→ **Document**:
::::
This way, operators and UDFs could share a consistent interface and reuse utilities like signature checking and user-friendly error messages. I think this approach is feasible, though I may be underestimating the difficulty since I haven’t worked extensively in these modules; I believe @Jefffrey has a deeper understanding here.

After digging deeper, I think since we focus solely on improving signature checking and error message handling, it doesn't seem to necessitate introducing the UDF framework; what we really need are function signatures.

The existing method for obtaining operator signatures relies on complex conditional logic or even directly calling Arrow computations to see if they error out. This is quite different from how functions are handled, and in this situation, manually specifying signatures requires a lot of work, and would likely lead to inconsistencies as the code evolves.
::::
→ **Rows**:
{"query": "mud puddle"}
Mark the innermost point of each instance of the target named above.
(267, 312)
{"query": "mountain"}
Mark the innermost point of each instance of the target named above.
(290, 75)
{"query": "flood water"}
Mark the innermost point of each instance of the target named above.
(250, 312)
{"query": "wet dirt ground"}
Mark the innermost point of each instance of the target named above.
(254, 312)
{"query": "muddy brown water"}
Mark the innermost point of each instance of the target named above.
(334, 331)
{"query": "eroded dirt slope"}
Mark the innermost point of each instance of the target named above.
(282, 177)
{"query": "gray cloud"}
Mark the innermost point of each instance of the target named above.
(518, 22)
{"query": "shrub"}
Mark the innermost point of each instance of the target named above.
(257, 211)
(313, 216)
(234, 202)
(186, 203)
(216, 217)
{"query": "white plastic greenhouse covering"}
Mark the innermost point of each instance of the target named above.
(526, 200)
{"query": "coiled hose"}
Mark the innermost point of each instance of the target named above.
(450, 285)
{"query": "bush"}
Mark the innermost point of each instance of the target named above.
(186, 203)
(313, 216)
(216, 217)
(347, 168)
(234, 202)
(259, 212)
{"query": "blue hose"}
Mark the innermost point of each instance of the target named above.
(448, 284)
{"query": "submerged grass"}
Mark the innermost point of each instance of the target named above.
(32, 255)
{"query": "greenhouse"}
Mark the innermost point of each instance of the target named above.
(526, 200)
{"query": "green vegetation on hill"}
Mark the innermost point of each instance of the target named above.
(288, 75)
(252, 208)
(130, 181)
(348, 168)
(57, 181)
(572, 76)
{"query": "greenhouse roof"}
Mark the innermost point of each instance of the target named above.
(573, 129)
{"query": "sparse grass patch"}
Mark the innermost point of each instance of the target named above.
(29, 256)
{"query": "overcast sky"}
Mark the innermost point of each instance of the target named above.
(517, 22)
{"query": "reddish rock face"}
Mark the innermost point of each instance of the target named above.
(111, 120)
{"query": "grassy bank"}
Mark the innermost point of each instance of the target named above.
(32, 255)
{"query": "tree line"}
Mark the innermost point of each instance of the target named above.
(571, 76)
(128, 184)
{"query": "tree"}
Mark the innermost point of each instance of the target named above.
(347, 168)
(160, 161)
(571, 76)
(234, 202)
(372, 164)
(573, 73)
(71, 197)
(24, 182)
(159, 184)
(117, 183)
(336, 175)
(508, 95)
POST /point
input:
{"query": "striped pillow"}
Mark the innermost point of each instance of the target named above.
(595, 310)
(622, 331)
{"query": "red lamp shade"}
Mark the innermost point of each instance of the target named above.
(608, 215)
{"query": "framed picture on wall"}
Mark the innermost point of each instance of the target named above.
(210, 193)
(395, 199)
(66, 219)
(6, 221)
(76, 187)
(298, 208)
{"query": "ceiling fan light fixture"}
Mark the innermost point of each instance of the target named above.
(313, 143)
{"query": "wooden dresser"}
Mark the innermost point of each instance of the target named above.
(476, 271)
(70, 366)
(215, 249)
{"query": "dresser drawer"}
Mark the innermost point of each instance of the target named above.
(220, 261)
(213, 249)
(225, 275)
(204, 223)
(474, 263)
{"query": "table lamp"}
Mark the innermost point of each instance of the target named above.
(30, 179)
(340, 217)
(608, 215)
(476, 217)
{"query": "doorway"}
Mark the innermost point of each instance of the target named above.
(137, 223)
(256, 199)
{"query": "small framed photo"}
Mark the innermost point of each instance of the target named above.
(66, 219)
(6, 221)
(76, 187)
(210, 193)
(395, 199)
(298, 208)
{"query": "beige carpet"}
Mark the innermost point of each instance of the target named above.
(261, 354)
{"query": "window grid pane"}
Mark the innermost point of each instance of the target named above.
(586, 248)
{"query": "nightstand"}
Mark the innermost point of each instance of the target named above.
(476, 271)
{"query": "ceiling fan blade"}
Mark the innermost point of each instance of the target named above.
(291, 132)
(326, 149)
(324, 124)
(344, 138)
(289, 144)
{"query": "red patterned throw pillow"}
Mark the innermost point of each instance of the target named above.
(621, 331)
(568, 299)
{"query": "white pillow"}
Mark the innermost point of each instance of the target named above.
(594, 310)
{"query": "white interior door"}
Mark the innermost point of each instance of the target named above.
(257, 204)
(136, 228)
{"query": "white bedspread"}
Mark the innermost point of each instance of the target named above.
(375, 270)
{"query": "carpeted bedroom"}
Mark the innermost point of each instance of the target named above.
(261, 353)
::::
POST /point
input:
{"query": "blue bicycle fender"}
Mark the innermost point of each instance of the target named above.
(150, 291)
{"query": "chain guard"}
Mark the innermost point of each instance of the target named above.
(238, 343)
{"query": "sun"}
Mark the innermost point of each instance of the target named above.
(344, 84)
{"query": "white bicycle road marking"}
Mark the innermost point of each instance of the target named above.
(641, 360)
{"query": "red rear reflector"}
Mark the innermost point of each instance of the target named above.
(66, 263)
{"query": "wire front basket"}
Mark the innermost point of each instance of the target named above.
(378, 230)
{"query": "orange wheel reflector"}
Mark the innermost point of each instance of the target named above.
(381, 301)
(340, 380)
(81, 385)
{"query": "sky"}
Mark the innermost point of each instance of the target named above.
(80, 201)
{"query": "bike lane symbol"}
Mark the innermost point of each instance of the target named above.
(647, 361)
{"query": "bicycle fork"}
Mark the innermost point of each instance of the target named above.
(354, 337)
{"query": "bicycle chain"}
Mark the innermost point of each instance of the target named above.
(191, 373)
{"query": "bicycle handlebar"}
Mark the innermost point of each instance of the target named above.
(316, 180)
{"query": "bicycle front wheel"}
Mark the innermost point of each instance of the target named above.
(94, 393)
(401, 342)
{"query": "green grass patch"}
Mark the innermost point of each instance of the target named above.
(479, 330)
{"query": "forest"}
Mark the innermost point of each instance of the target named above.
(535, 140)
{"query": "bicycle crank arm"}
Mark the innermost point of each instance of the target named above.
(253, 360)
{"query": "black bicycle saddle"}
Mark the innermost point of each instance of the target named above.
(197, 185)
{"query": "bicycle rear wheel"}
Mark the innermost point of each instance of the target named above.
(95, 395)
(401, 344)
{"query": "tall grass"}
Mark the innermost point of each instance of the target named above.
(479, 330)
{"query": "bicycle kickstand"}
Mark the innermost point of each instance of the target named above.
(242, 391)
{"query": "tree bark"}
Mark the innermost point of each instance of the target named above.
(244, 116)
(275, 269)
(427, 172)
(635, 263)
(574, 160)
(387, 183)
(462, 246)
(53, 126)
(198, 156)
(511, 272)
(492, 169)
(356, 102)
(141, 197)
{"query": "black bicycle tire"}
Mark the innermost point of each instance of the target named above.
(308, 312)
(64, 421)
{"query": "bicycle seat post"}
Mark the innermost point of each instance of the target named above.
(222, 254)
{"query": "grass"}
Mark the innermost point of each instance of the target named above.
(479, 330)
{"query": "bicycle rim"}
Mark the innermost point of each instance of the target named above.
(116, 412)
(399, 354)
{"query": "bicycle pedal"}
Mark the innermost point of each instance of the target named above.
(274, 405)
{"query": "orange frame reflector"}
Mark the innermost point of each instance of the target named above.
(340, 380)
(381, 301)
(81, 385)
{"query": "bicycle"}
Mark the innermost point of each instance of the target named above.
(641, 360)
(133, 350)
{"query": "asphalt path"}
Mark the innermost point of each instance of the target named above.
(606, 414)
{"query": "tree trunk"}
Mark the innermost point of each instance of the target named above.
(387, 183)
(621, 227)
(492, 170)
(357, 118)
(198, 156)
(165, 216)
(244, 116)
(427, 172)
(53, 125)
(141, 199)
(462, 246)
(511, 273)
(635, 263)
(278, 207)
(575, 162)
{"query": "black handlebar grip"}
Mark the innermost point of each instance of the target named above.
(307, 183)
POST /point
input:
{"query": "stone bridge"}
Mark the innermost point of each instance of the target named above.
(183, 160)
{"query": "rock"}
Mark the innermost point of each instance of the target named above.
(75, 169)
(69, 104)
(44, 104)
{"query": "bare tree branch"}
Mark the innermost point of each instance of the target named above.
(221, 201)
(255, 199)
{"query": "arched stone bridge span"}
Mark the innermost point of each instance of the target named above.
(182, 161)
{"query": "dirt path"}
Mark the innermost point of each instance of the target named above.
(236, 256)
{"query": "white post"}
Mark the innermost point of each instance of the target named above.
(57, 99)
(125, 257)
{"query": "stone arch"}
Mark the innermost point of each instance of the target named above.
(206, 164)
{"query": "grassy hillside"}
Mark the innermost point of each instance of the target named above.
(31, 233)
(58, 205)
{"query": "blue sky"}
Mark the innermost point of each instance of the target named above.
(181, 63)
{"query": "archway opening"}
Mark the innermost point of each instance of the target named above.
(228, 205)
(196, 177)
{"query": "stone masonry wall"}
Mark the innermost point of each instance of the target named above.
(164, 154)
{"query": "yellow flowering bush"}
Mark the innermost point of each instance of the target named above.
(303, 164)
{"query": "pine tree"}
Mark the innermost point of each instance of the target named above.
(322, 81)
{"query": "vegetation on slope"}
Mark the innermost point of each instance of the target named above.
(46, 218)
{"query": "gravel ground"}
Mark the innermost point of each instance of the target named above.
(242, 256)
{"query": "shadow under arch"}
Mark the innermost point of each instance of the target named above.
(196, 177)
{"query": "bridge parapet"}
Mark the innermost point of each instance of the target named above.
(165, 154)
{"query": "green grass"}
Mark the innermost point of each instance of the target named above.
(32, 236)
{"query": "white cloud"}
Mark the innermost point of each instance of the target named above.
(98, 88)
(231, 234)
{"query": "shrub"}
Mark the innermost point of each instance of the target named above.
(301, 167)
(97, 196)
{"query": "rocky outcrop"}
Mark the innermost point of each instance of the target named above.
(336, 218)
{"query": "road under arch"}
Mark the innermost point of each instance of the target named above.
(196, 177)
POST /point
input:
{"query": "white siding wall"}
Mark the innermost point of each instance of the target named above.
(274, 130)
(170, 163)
::::
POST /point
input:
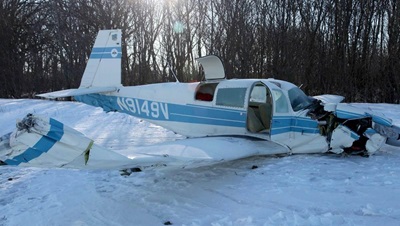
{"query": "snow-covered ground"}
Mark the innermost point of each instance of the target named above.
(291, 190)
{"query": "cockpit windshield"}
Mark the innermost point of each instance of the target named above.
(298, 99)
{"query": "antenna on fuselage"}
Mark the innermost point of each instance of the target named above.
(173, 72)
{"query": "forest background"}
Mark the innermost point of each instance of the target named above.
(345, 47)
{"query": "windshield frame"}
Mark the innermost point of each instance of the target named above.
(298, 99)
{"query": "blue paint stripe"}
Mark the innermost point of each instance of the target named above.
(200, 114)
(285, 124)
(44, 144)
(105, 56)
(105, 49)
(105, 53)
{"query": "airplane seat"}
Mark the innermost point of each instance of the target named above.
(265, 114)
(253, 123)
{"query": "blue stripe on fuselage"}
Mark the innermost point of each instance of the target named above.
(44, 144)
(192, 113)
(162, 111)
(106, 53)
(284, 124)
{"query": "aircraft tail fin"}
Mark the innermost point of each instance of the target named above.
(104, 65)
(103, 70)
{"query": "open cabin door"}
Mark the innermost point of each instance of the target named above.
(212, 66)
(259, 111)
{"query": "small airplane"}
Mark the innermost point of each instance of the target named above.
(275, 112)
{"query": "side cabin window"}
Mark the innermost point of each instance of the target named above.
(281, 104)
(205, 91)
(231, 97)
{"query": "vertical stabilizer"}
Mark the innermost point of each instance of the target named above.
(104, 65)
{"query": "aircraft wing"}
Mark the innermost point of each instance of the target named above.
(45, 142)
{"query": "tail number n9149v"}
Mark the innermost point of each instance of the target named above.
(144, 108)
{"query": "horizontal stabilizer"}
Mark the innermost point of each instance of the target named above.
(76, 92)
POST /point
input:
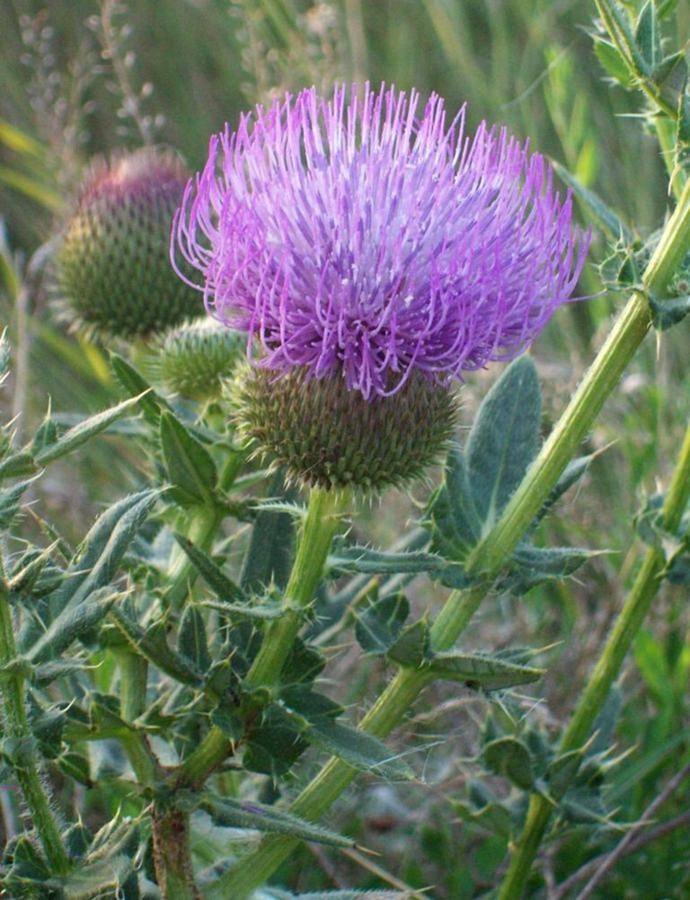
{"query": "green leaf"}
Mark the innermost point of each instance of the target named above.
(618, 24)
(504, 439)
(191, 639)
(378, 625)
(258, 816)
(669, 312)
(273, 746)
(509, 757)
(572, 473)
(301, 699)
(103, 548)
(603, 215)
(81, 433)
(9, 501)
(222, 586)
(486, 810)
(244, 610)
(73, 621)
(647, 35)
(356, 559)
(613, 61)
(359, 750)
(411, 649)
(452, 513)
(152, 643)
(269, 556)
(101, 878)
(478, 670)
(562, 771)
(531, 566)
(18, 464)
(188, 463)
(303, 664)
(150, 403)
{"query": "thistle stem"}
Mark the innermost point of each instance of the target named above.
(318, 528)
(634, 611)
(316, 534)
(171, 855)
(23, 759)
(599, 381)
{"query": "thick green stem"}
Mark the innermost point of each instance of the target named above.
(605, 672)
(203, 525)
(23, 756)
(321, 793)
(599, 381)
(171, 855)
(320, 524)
::::
→ **Objectives**:
(A) In the comment on operator signatures, what does the existing method for obtaining operator signatures rely on?
(B) Repeat the part of the comment on operator signatures between "The existing method" and "the code evolves.", inclusive.
(C) Translate this sentence from the comment on operator signatures into Spanish: "This way, operators and UDFs could share a consistent interface and reuse utilities like signature checking and user-friendly error messages."

→ **Results of the exercise**:
(A) It relies on complex conditional logic, or even on directly calling Arrow computations to see if they error out.

(B)
The existing method for obtaining operator signatures relies on complex conditional logic or even directly calling Arrow computations to see if they error out. This is quite different from how functions are handled, and in this situation, manually specifying signatures requires a lot of work, and would likely lead to inconsistencies as the code evolves.

(C) De esta manera, los operadores y las UDF podrían compartir una interfaz coherente y reutilizar utilidades como la verificación de firmas y los mensajes de error fáciles de entender.